— BEGIN —

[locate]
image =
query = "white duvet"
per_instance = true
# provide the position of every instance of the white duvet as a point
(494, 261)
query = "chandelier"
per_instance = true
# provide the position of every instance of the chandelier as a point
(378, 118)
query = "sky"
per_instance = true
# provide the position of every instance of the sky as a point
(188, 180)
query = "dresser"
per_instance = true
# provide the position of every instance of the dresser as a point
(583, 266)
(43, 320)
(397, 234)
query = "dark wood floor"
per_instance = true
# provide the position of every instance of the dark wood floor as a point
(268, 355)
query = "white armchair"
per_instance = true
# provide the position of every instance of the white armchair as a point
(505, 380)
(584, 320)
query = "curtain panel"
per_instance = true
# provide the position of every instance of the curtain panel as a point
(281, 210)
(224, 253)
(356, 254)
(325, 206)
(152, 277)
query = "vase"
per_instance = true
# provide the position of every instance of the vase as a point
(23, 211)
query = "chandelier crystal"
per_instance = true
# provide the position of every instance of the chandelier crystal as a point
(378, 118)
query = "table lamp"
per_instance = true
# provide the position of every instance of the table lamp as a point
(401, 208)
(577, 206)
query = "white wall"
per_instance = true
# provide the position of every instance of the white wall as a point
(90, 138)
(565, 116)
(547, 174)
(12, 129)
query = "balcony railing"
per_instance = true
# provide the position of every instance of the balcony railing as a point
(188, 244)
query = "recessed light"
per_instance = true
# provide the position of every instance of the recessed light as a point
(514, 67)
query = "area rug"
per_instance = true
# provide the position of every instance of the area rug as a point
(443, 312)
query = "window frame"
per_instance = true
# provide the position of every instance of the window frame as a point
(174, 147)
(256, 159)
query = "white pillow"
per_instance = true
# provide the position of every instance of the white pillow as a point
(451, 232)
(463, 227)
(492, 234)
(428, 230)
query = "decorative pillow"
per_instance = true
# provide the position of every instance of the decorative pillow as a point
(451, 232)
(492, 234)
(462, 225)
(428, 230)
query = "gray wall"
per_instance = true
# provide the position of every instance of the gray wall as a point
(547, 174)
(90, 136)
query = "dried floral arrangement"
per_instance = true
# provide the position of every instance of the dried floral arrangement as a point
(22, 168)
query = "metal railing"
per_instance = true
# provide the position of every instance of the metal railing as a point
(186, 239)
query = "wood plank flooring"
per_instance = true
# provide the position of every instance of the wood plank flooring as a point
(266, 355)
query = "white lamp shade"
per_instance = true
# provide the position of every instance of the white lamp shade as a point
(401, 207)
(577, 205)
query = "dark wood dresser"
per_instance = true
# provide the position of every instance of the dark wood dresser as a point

— END —

_Work to complete_: Using the listing above, please repeat every entry exactly.

_Output_:
[locate]
image =
query = "white duvet"
per_instance = true
# provide the position of every instance of the white duvet as a point
(494, 261)
query = "chandelier"
per_instance = true
# provide the position of every instance of the chandelier as a point
(378, 118)
query = "sky"
per_instance = true
# provide the position of every instance of the sky as a point
(188, 180)
query = "dresser"
per_instance = true
# provide the position of every instance of the dresser as a point
(583, 266)
(43, 320)
(397, 234)
query = "dark wood floor"
per_instance = true
# provide the position of every instance of the dark wood floor as a point
(268, 355)
query = "white armchair"
per_instance = true
# provide the position of every instance of the white armchair as a point
(505, 380)
(584, 320)
query = "curtain panel"
per_instance = true
# provide the position of every instance of the curtain panel as a point
(281, 210)
(224, 253)
(356, 254)
(325, 206)
(152, 277)
query = "vase"
per_instance = true
# provide the position of every instance of the vase as a point
(23, 211)
query = "chandelier crystal"
per_instance = true
# provide the position of every instance of the chandelier crystal as a point
(378, 118)
query = "table lamp"
per_instance = true
# provide the position of every instance of the table lamp as a point
(401, 208)
(577, 206)
query = "white wall"
per_instance = true
# provide the position of every instance of the white wall as a point
(90, 138)
(565, 116)
(547, 174)
(12, 129)
query = "balcony railing"
per_instance = true
# provide the position of every instance of the balcony railing as a point
(188, 244)
query = "recessed light"
per_instance = true
# provide the position of every instance of the recessed light as a point
(514, 67)
query = "area rug"
per_instance = true
# provide the position of every instance of the area rug as a point
(443, 312)
query = "window frame"
per_instance = true
# provide the position of every instance of the window frame as a point
(174, 147)
(256, 159)
query = "white pillow"
per_instance = true
# provide the position of every instance of the white pillow as a point
(451, 232)
(463, 227)
(492, 234)
(428, 230)
query = "decorative pillow"
per_instance = true
# provide the position of every instance of the decorative pillow as a point
(451, 232)
(492, 234)
(462, 225)
(428, 230)
query = "gray wall"
per_instance = true
# provide the position of every instance of the gray wall as a point
(547, 174)
(90, 136)
query = "dried floral arrangement"
per_instance = true
# provide the position of every instance of the dried floral arrangement as a point
(22, 168)
query = "metal railing"
per_instance = true
# provide the position of every instance of the metal railing as a point
(186, 239)
query = "wood plank flooring"
per_instance = true
# provide the position of every instance of the wood plank flooring as a point
(266, 355)
query = "white lamp shade"
per_instance = true
# provide the position of every instance of the white lamp shade as a point
(401, 207)
(577, 205)
query = "dark wood dresser"
per_instance = true
# provide the position of every instance of the dark wood dresser as a point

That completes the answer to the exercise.